_DATA ROWS:_
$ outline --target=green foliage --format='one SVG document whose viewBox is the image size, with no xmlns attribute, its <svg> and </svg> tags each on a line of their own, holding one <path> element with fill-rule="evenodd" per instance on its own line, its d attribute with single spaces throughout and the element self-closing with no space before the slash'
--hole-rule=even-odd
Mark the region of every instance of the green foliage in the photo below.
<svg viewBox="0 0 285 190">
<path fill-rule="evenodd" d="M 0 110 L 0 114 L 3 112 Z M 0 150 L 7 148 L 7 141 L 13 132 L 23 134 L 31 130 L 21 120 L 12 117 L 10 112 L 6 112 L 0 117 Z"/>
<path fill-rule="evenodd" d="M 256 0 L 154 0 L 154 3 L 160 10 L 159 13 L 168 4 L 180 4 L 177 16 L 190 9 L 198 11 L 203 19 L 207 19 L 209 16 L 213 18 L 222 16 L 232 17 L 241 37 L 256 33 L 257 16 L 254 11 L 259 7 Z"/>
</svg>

_TASK GOAL:_ Copy every line of the item above with no changes.

_THE REPLY:_
$ outline --target=green foliage --format='one SVG document whose viewBox is the image size, with no xmlns attribute, its <svg> and </svg> tags each on a line of their own, holding one <path> element with fill-rule="evenodd" per instance on its own line, its d attribute with single spaces throughout and the element self-closing with no space before the slash'
--hole-rule=even-odd
Mark the region of every instance of the green foliage in the photo below.
<svg viewBox="0 0 285 190">
<path fill-rule="evenodd" d="M 0 110 L 0 114 L 3 112 Z M 0 150 L 7 148 L 7 141 L 13 132 L 23 134 L 31 130 L 21 120 L 12 117 L 10 112 L 6 112 L 0 117 Z"/>
<path fill-rule="evenodd" d="M 256 0 L 154 0 L 154 3 L 160 10 L 159 13 L 168 4 L 180 4 L 177 16 L 190 9 L 198 11 L 203 19 L 207 19 L 209 16 L 213 18 L 222 16 L 232 17 L 241 37 L 256 33 L 257 16 L 254 11 L 259 7 Z"/>
</svg>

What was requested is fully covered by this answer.